▶ _STATED EXERCISE 1_
Give the portion of the listing that opens with the line containing "the form [370,98]." and runs through the end of the listing as a JSON list of strings, one string per line, omitting blank lines.

Republican abortion rights advocates, who hope to modify the party's strong anti-abortion stance, say that they are being shut out of the platform deliberations and that debate is being squelched.
A party official called the charges of exclusion "outrageous."
The party also faces rumblings of internal friction on other issues -- from Vice President Dan Quayle's presence on the ticket to President Bush's handling of his campaign.
Party leaders predict that the 1992 platform, like recent predecessors, will call for a constitutional ban on abortion and appointment of judges who would uphold such a ban.
The National Republican Coalition for Choice says it was denied exhibition space at the convention and assigned hotel rooms far out of town. The group takes issue with the party's decision to move the convention's final vote on the platform to Monday morning, Aug. 18 -- opening day -- instead of on the second day, as it was in 1988.
"They don't want this convention to be about abortion," said xTC Nancy Sternoff, executive director of the coalition.
"What they've done is severely cut the time to put together support for a minority plank."
Gary Koops, Republican National Committee spokesman, said the charges of exclusion were "outrageous" and added that the National Republican Senatorial Committee staff shares a hotel with one GOP abortion rights group.
As for the Tuesday vote, he said, "I don't know the historic precedent, but I think it [the charge] is nonsense."
Republican abortion rights groups have vowed to make their views heard in Houston. They say they are planning a series of rallies, news conferences and protests outside the Astrodome, the convention site.
Colleen Parro of Dallas, executive director of Republican National Coalition for Life, dismisses the opposition as sore losers. She said they don't have the votes needed to get the issue debated at the platform hearings or the convention.
But Ms. Parro said she feared the abortion rights advocates would cause enough fuss that the party would offer some accommodating language.
Some have suggested a platform statement that the party welcomes all views; others urged a platform that is silent on the issue. But many on both sides of the issue object to either move.
Abortion rights advocates once spoke of Houston as their last stand. Now, however, National Republican Coalition for Choice Chairwoman Mary Dent Crisp calls it "only one step in the long and arduous struggle to keep abortion safe and legal."

▶ _STATED EXERCISE 2_
According to the article on the Republican platform fight over abortion, who is the executive director of the Republican National Coalition for Life?

▶ _EXTRACTED MATERIAL_
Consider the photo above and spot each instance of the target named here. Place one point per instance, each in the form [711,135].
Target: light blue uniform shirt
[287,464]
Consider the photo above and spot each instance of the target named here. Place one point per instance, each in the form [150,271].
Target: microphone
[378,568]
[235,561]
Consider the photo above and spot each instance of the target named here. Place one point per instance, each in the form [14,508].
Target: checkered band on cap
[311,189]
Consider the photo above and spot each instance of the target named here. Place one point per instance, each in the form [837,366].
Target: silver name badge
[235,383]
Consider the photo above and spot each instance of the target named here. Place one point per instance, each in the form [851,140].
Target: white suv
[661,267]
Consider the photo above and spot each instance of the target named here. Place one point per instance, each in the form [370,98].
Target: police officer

▶ _TASK RESULT 1_
[
  "Consider the photo above and spot each instance of the target named here. Place one point per instance, each in the form [370,98].",
  "Target: police officer"
]

▶ _TASK RESULT 2_
Colleen Parro of Dallas.